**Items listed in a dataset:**
-*-

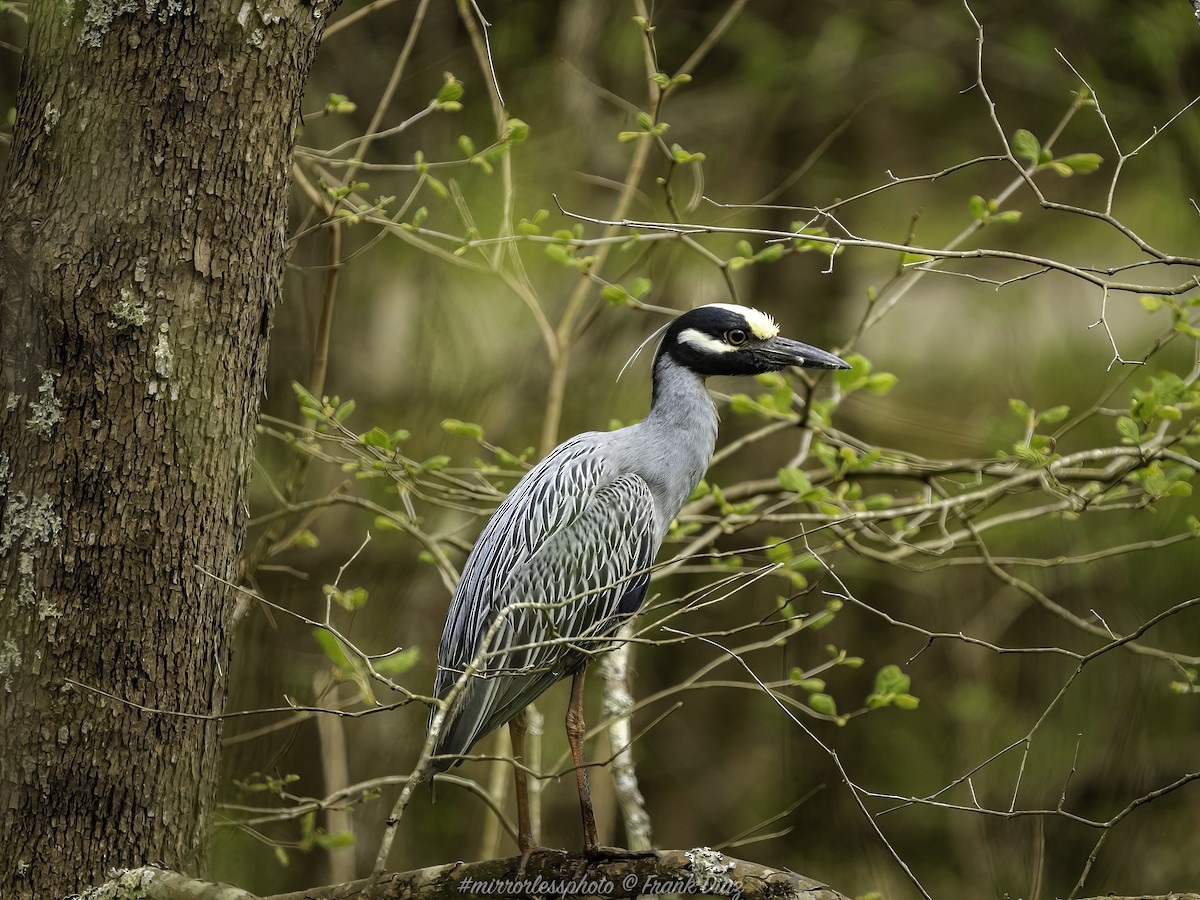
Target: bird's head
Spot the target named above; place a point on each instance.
(727, 340)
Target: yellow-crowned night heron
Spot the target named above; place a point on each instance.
(565, 559)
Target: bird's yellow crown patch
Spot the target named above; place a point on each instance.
(761, 324)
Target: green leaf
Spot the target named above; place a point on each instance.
(822, 703)
(1026, 147)
(516, 130)
(340, 103)
(881, 383)
(451, 90)
(336, 840)
(304, 397)
(1054, 414)
(892, 679)
(1081, 163)
(397, 663)
(795, 480)
(1128, 429)
(333, 648)
(467, 430)
(377, 437)
(616, 294)
(305, 540)
(1009, 216)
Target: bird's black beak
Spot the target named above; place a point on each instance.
(780, 352)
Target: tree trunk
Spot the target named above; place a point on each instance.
(142, 250)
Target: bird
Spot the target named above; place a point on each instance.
(565, 559)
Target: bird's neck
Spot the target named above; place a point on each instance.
(681, 402)
(677, 437)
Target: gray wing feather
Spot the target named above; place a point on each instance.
(562, 563)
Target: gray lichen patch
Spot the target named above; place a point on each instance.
(99, 18)
(127, 311)
(10, 661)
(29, 523)
(163, 358)
(163, 366)
(28, 527)
(45, 413)
(51, 117)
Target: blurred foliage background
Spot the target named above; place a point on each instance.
(793, 107)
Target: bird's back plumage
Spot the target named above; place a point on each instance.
(562, 563)
(565, 558)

-*-

**What you should do:** Produce a verbatim copy of all records, minus pictures.

**Solved exercise:**
Target: bird's head
Spot the target named above; place a point on each instance.
(727, 340)
Target: yellow-crowned night heron
Spot the target named above; place a point on each instance.
(565, 559)
Target: bird's yellow crown patch
Spot the target named above; place a point on each instance.
(761, 324)
Target: green leaf
Spot the target named above; place a point on each instance.
(822, 703)
(1026, 147)
(516, 130)
(340, 103)
(881, 383)
(451, 90)
(336, 840)
(304, 397)
(1054, 414)
(892, 679)
(1081, 163)
(397, 663)
(795, 480)
(1128, 429)
(333, 648)
(467, 430)
(377, 437)
(616, 294)
(305, 540)
(1009, 216)
Target: bird's black beak
Spot the target named above; place a point on each instance.
(780, 352)
Target: tree trunk
Spot the target named above; place a point on each instance.
(142, 250)
Target: bird
Spot the target named above; place a point on each instance.
(565, 559)
Target: bird's neck
Spot the target named above; place a point on each instance.
(681, 402)
(677, 437)
Target: gray wing feather
Spot the target named above; place a point on each instance.
(562, 563)
Target: gray lichen patch
Spot the target named above; place a point on each instance.
(99, 18)
(127, 311)
(10, 661)
(29, 523)
(163, 358)
(163, 366)
(28, 527)
(45, 413)
(51, 117)
Target: blurred foliage background
Spot the target named above; place a point on each instance.
(793, 107)
Target: bird's back plumage
Spot the target named above; place a point on each instance.
(562, 563)
(565, 558)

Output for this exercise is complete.